Work instructions
Rewrite the records below, changing each "marker" to "pin" and leaving everything else untouched.

Exercise materials
↓↓↓

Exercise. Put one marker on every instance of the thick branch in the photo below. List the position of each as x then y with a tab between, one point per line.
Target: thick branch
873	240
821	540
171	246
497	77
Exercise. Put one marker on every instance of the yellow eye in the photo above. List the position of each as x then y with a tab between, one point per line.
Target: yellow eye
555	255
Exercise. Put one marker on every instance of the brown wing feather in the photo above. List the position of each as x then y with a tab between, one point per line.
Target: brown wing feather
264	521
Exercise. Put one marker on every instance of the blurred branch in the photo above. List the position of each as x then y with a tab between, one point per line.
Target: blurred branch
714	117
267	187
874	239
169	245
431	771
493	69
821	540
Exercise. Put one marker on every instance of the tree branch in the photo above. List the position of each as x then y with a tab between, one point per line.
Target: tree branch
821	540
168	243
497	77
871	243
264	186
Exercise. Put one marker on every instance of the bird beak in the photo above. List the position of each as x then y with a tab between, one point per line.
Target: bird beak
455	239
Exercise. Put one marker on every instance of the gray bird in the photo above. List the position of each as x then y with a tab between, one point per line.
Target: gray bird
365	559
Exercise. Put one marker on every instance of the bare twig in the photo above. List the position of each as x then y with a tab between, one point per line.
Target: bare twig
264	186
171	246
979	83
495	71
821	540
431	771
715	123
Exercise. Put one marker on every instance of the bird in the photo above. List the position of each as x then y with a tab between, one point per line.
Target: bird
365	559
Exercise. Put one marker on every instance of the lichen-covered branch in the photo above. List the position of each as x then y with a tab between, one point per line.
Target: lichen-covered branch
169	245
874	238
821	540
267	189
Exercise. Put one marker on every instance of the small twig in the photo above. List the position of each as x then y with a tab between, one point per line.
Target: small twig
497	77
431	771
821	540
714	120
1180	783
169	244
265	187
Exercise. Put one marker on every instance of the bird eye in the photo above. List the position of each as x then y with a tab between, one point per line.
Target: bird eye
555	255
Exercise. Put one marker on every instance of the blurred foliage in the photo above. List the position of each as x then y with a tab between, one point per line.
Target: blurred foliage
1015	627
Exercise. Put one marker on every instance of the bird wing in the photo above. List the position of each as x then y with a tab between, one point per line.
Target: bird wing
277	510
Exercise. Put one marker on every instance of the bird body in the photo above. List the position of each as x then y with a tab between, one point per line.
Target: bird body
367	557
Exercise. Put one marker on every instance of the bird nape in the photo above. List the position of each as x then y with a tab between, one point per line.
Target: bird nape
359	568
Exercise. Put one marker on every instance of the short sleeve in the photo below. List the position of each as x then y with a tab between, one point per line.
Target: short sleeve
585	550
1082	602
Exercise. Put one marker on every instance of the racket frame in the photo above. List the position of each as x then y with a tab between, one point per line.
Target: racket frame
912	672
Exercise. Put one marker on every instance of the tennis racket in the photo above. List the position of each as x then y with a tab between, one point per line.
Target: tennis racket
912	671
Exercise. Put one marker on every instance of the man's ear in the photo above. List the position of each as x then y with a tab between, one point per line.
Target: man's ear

↑↑↑

The completed task
Exercise. Put one pin on every instance of the thick branch in the photo below. List the position of each as x then y with a tab between, one point per line.
Target: thick branch
873	240
821	540
171	246
497	77
Exercise. Put one pin on every instance of the yellow eye in the photo above. List the position of each as x then y with a tab between, one point per line.
Target: yellow eye
555	255
Exercise. Put one pin on every instance of the brown wing feather in the photo above. List the position of each as x then y with a tab between, one point per line.
Target: brown wing feather
264	521
Exercise. Put one pin on every instance of the blurred branch in the photo above. List the position of each as x then y with a tab between, one point per line.
Target: blurred branch
714	117
267	187
874	239
169	245
431	771
493	69
821	540
Exercise. Put one pin on every instance of the tree branch in the photo above. List the position of each as x then y with a tab between, one point per line.
Target: tree branch
821	540
168	243
497	77
871	243
264	186
Exercise. Put one pin on every instance of the bird beak in the photo above. List the position of each as x then y with a tab between, one point per line.
Target: bird beak
455	239
Exercise. Put one pin on every instance of the gray bird in the photo above. List the position of each as x then y with a tab between, one point per line.
Target: gray bird
365	559
Exercise. Put one pin on every instance of the bare twig in the photo above. List the position of each as x then y with a tab between, one point per line.
Target: bare twig
264	186
171	246
979	83
495	71
821	540
431	771
715	123
Exercise. Put one pin on every instance of the bird in the photo above. List the position of each as x then y with a tab between, one point per line.
Target: bird
365	559
Exercise. Put one pin on every instance of the lichen-covered branch in the photo above. List the position of each as x then y with a tab between, one point per line.
Target: lichen-covered branch
169	245
874	238
821	540
267	189
Exercise. Put one pin on every instance of the small twig in the photo above. List the position of each as x then y with a tab between, one point per line.
Target: small twig
497	77
431	771
821	540
714	120
1180	783
169	244
265	187
Exercise. Put one pin on every instance of the bird eye in the photo above. List the position of each as x then y with a tab between, one point per line.
Target: bird eye
555	255
Exercise. Put one pin on every instance of the blurred foliage in the photo above. List the position of each as x then y with a tab between, one point per line.
Target: blurred foliage
1015	627
Exercise. Put one pin on every instance of the bird wing in the photo above. List the position of each as x then y with a tab between, one point per line.
Target: bird wing
277	510
Exercise. Put one pin on every instance of the bird body in the photo above. List the position of each as x then y with a tab between, one point per line.
Target: bird body
367	557
Exercise. Put one pin on every instance of the bird nape in the photo above. List the position of each as x then y with a tab between, one point per line.
Target: bird nape
359	568
Exercise. Put one pin on every instance of the short sleeve in the photo below. List the position of each as x then y with a tab between, one point per line.
Target: short sleeve
585	550
1082	602
Exercise. Put one pin on every instance of the racket frame in the photo above. List the position of each as x then y with a tab between, one point per line.
Target: racket frame
912	672
Exercise. Put one pin on every instance of the tennis racket in the photo above. List the position of each as x then y with a tab between, one point per line.
Target: tennis racket
912	671
Exercise. Put one pin on every instance of the man's ear in the photo above. List the position of each as x then y with a tab between, one point per line.
Target: man's ear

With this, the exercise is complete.